(Image point grounding data)

--

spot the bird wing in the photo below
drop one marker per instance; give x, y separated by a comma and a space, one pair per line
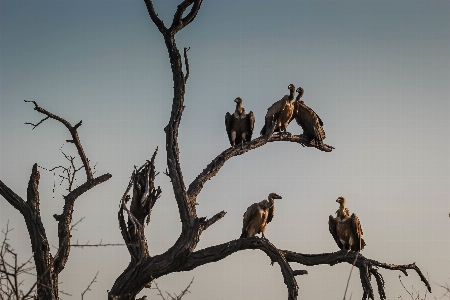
273, 113
229, 125
309, 121
271, 213
251, 212
250, 125
332, 225
357, 233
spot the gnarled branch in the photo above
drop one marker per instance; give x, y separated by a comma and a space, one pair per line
73, 131
216, 164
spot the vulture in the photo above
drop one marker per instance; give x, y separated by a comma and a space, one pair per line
281, 112
310, 122
239, 125
258, 215
345, 229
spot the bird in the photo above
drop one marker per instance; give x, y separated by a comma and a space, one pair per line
307, 118
345, 229
280, 112
239, 125
258, 215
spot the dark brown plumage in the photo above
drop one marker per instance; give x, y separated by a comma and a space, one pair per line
307, 118
258, 215
345, 229
281, 112
239, 125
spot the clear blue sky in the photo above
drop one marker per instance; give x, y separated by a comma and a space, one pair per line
377, 72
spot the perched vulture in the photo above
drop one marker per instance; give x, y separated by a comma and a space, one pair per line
258, 215
281, 112
307, 118
240, 124
345, 229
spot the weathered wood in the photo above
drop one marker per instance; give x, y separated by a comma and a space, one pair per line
143, 268
47, 266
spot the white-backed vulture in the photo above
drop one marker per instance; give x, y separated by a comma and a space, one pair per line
307, 118
239, 125
280, 112
345, 229
258, 215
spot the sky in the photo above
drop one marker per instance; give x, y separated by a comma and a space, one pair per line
377, 73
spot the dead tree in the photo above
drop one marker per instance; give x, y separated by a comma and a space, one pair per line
144, 268
48, 266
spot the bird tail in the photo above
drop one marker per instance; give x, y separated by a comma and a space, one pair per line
263, 130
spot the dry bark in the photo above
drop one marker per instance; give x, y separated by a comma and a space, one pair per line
48, 266
144, 268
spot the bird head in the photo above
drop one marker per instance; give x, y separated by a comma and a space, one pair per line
274, 196
340, 200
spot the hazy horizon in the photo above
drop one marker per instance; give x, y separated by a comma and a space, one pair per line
376, 72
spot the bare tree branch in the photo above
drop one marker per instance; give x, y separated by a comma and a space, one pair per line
216, 164
186, 64
73, 132
158, 22
89, 286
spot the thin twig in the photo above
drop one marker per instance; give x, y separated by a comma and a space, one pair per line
89, 286
350, 275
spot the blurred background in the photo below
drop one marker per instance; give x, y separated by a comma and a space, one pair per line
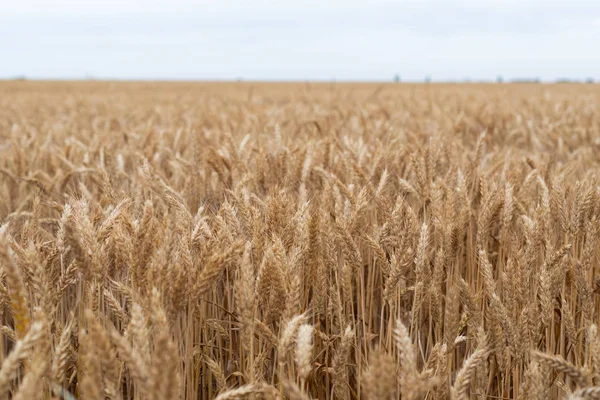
407, 41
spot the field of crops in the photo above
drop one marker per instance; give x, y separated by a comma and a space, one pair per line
299, 241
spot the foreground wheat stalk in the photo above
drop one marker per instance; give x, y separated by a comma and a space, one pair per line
201, 241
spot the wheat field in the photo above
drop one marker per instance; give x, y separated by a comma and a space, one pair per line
299, 241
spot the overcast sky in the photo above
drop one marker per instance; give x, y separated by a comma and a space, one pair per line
300, 40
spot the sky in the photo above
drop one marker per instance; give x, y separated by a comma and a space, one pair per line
300, 40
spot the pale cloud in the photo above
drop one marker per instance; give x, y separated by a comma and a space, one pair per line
300, 40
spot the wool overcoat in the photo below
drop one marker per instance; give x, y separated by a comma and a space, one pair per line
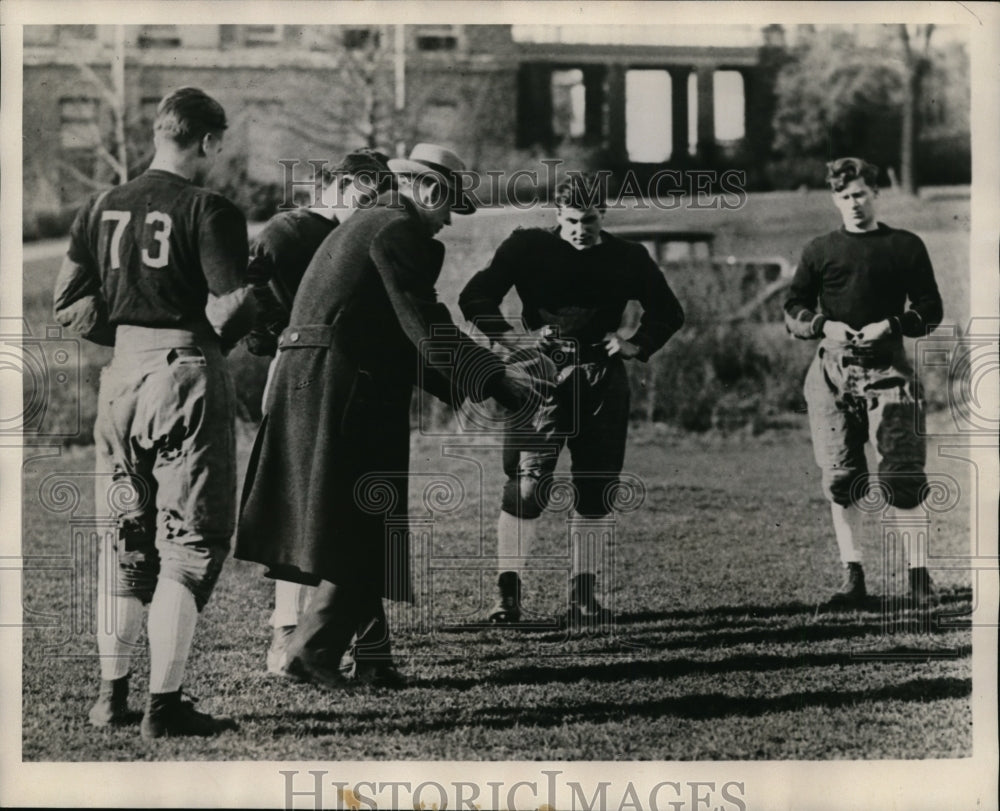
325, 495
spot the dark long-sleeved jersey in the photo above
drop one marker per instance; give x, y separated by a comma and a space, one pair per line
581, 292
864, 278
278, 260
149, 253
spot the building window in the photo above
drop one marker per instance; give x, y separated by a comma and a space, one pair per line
78, 127
569, 99
648, 115
39, 35
439, 119
730, 105
356, 39
78, 31
254, 35
437, 38
159, 36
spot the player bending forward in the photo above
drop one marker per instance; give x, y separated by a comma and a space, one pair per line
860, 386
156, 268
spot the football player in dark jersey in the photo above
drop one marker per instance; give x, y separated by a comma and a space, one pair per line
278, 259
157, 269
574, 282
860, 290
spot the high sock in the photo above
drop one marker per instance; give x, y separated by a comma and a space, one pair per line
173, 615
515, 538
847, 527
290, 600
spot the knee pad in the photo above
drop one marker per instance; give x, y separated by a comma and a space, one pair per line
137, 562
904, 490
845, 487
522, 496
196, 566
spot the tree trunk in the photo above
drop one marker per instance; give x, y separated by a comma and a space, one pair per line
907, 177
118, 88
916, 66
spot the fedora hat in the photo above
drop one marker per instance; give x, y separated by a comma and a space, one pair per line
441, 163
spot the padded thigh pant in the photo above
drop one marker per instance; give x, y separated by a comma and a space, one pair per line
851, 403
588, 413
165, 434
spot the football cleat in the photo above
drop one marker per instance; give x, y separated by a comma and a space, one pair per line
111, 707
853, 593
168, 716
508, 606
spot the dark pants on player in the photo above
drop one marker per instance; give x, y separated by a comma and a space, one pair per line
588, 412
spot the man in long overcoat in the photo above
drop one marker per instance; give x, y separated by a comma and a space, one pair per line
329, 466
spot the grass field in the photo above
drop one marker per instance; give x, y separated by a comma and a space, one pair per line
719, 653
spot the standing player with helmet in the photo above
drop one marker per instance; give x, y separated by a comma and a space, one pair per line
861, 387
278, 260
574, 282
156, 268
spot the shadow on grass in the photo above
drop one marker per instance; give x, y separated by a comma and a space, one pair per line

--

Set down each of the records precisely, leaving any pictures behind.

spot the bird wing in the photo below
drop one marker per instance; give x, y separated by a comma and a space, one pair per line
273, 113
229, 125
309, 121
271, 213
251, 212
250, 125
332, 225
357, 233
spot the gnarled branch in the photo above
drop one marker per instance; give x, y separated by a comma and a space, one pair per line
73, 131
216, 164
spot the vulture in the photo above
drop one marker per instance; give x, y separated by a comma and a space, one pair per line
281, 112
310, 122
239, 125
258, 215
345, 229
spot the bird in the photo above
drop one marker per instance; give x, y separated by a comma and a space, one pair per line
307, 118
345, 229
280, 112
239, 125
258, 215
spot the dark brown plumage in the photo above
drop one marker per instance; give x, y separated by a comma and a space, one pair per line
307, 118
258, 215
345, 229
281, 112
239, 125
spot the clear blue sky in the photo above
drop one marker per instance; give x, y separated by a comma and a space, one pair per line
377, 72
spot the perched vulture in the photo above
drop one marker per instance; give x, y separated by a comma and a space, one pair per line
258, 215
281, 112
307, 118
240, 124
345, 229
spot the weathered wood in the photo above
drop one marker per instance; give x, y separated by a comma and a space, one pair per line
143, 268
47, 266
spot the white-backed vulture in the photo above
drop one marker per instance; give x, y separated by a comma and a space, one pair per line
307, 118
239, 125
280, 112
345, 229
258, 215
spot the sky in the photo above
drop one marker per instance; give x, y separated by a comma and a space, one pair per line
377, 73
spot the dead tree in the photo above
drop one marker per instance; give x, y separated by a comma and a space, one pair per line
144, 268
48, 266
spot the bird tail in the photo above
drop one marker per instance; give x, y separated by a comma and a space, one pair per line
263, 130
spot the dry bark in the photo above
drop one marker per instance; give x, y separated by a comma and a space, one pair per line
48, 266
144, 268
spot the bird head in the photo above
drop one marker per instance; give x, y separated by a comma and a space, one pair per line
274, 196
340, 200
spot the hazy horizon in the photo above
drop one marker per instance; give x, y separated by a comma and a space, one pair per line
376, 72
spot the bare tree branch in the photo above
drop one marker per instance; give x, y separated by a comma and a space, one pair per line
216, 164
186, 64
73, 132
158, 22
89, 286
spot the thin twig in the photo above
drop one marker per instance; give x, y separated by a comma and a space, one pair per line
89, 286
350, 275
spot the blurred background in the photo below
drop one marker per instance; give x, y separated by a comma and a space, one pair per line
407, 41
spot the field of crops in the photo above
drop one marker per instance; give x, y separated by a comma and a space, one pair per line
299, 241
spot the foreground wheat stalk in the photo above
drop one marker per instance; give x, y separated by a comma and a space, one pair per line
201, 241
spot the wheat field in the photo above
drop one marker per instance; give x, y separated by a comma and a space, one pair per line
299, 241
spot the overcast sky in the photo above
drop one marker per instance; give x, y separated by a comma and a space, one pair per line
300, 40
spot the sky in the photo above
drop one marker per instance; give x, y separated by a comma and a space, one pair per line
300, 40
spot the pale cloud in the photo above
drop one marker per instance; give x, y separated by a comma and a space, one pair per line
300, 40
spot the wool overcoat in the photo below
drop one marker per instance; give x, y separated by a comma and a space, one pair per line
325, 495
spot the dark long-sleeved jersey in the photo above
drop one marker per instance; give x, y separated by a comma and a space, one pair per line
581, 292
864, 278
278, 260
149, 253
spot the building window in the photo above
drop one marker per instance; give x, y separated by a comma and a space, one pair per line
78, 127
569, 99
648, 115
39, 35
439, 119
730, 105
356, 39
78, 31
254, 35
437, 38
159, 36
spot the player bending forward in the photo above
drop one marker per instance; give x, y separated by a comma and a space, one pair per line
860, 386
156, 268
spot the football player in dark jersey in the photo above
drop one marker per instance; give x, y separated by a comma and a space, one pair per line
278, 259
157, 269
574, 282
860, 290
spot the high sock in the photo above
drop one marker per instance; give x, y separated by a comma and a space, one pair per line
173, 615
515, 538
847, 527
290, 600
spot the knee pad in the photo above
drop one marker per instance; give x, y separated by a comma and a space, one pair per line
137, 562
904, 490
845, 487
522, 496
196, 566
spot the tree trunk in the photo above
drop one marker per instance; give x, y separated by a comma and a space, one pair per line
907, 177
118, 88
916, 66
spot the fedora hat in the photo above
drop one marker per instance; give x, y separated by a comma and a space, one pair per line
441, 163
spot the padded thigh pant in the photo above
drop one marker per instance; give x, y separated by a comma and a space, one pair per line
851, 403
588, 413
165, 434
spot the football cleat in the photo above
drop one marker per instance; give x, y separated by a comma and a space, one pair per line
111, 707
853, 593
168, 716
508, 606
spot the dark pants on player in the photo above
drop one marker per instance; give x, y separated by a comma and a space, one pair per line
588, 412
spot the man in long overcoat in the photo above
drop one marker per instance; give x, y separated by a comma and a space, one pair per line
329, 466
spot the grass field in the photo above
drop one marker per instance; give x, y separated by a comma and a space, one pair per line
719, 653
spot the standing player with helmet in the photo above
drop one marker per instance; give x, y separated by a comma and a space, one pair per line
861, 387
278, 260
574, 282
156, 268
spot the shadow on grass in the photo above
drop one marker per instance; give x, y separated by a comma and a space, one pair per line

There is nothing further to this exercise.